Even when Lehane felt he had exhausted the detective form after five Kenzie-Gennaro novels, he continued to write about crime, mystery, and the horrifying. Mystic River (2001), one of his best-known works and a critically acclaimed bestseller, is imprinted with the style and themes of his series novels—murder, the presence of evil, and the impact of evil on whole generations—but without a detective as a major presence. Shutter Island (2003), an unsettling psychological thriller about a United States marshal trapped in an asylum for the criminally insane on an island during a hurricane, has a surprise ending that goes well beyond the mere unmasking of a killer and questions the very nature of reality and perception. In 2002, Mystic River became a finalist for the L. L. Winship/PEN New England Award (for best book about New England) and won both the Anthony Award and the Barry Award for best novel of the year.

His next stand-alone work, Coronado: Stories (2006), is a collection of short stories—"Running Out of Dog," "ICU," "Gone Down to Corpus," "Mushrooms," and "Until Gwen." In 2014, Lehane published the short story "Red Eye" with Michael Connelly, featuring both of their famous characters, Patrick Kenzie and Harry Bosch, together for the first time. The work was published in the anthology FaceOff (2014). The same year, Lehane adapted the film The Drop (2014) with James Gandolfini into a novel. The film was based on his short story "Animal Rescue" (2009). Lehane also published the psychological thriller Since We Fell in 2017 and a crime mystery novel set in the 1970s, Small Mercies (2023), for which Apple TV acquired the screen rights the same year.
┄┄┄┄┄┄┄┄┄┄┄┄┄┄┄┄┄┄┄┄
Direction A: Which short stories does the passage on Lehane's fiction list as collected in Coronado: Stories? Give every one.
┄┄┄┄┄┄┄┄┄┄┄┄┄┄┄┄┄┄┄┄
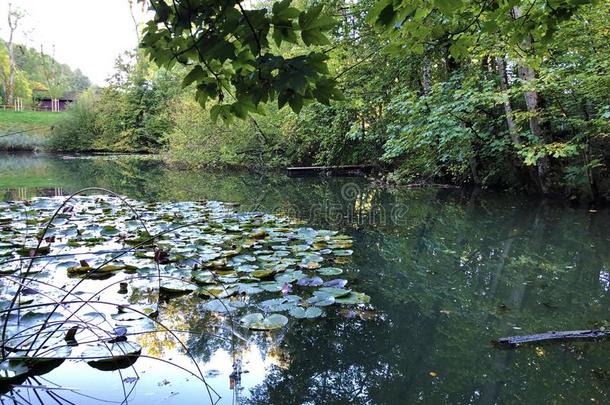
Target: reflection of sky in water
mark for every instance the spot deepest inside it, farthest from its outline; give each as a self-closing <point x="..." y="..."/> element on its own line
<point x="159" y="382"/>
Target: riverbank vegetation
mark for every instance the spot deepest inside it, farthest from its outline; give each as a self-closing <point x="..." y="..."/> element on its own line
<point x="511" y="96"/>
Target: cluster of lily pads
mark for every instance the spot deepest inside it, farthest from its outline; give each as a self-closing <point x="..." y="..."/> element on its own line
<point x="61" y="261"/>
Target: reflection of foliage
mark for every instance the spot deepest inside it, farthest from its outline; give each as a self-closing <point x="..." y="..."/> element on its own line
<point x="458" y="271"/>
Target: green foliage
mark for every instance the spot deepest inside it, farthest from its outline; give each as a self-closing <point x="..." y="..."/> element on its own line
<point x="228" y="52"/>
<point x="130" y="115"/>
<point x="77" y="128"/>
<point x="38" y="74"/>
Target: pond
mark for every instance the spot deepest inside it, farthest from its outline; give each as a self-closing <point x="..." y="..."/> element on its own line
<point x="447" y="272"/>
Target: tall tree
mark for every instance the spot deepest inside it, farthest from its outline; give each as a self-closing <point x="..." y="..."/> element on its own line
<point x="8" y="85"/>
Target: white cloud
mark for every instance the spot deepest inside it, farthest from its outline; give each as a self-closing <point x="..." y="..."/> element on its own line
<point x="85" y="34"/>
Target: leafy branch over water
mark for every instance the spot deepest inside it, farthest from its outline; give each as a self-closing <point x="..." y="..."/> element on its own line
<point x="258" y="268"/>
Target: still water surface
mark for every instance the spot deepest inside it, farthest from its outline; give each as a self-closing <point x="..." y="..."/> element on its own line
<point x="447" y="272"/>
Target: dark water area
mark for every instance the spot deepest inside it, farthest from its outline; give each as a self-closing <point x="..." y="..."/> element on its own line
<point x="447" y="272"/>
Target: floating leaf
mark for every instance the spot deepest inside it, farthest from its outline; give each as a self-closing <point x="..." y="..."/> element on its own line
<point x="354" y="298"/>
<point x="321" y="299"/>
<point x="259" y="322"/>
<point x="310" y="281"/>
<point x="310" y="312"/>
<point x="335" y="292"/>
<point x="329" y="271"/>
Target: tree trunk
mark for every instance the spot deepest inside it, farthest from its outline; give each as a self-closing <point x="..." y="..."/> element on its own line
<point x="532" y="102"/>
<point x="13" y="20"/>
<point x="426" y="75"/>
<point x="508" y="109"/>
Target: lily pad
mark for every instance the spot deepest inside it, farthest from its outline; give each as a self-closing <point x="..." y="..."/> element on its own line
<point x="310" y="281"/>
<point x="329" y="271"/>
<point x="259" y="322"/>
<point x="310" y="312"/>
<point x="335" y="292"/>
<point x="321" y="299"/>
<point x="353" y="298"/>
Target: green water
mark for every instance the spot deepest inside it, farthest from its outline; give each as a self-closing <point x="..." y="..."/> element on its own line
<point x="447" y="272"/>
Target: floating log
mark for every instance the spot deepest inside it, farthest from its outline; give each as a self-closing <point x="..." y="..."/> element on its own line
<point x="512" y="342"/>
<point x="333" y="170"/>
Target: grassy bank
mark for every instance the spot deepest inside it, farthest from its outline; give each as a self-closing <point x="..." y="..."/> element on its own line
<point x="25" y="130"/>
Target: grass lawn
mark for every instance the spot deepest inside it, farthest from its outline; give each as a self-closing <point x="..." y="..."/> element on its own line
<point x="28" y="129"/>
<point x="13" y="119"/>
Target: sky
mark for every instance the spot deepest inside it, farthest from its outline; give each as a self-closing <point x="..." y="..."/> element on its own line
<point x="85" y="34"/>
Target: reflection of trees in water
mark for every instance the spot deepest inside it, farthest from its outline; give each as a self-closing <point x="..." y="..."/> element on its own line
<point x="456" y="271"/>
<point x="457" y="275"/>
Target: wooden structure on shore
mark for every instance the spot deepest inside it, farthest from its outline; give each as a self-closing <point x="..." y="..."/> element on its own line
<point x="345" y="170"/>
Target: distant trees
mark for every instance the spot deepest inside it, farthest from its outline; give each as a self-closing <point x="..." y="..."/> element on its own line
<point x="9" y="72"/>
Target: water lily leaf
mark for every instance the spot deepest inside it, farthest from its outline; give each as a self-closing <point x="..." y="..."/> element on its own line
┄┄┄┄┄┄┄┄┄┄┄┄┄┄┄┄┄┄┄┄
Direction B: Copy the records from the line containing "Target: distant trees" through the end of the records, inclusive.

Correct response A: "Running Out of Dog," "ICU," "Gone Down to Corpus," "Mushrooms," and "Until Gwen."

Correct response B:
Target: distant trees
mark for every instance the spot deepest inside it, farthest from its outline; give each as a self-closing <point x="..." y="..."/> element on its own line
<point x="9" y="72"/>
Target: water lily leaf
mark for every instance the spot deepest inside it, farthest from its outline; give each as a self-closing <point x="..." y="..."/> element on its own line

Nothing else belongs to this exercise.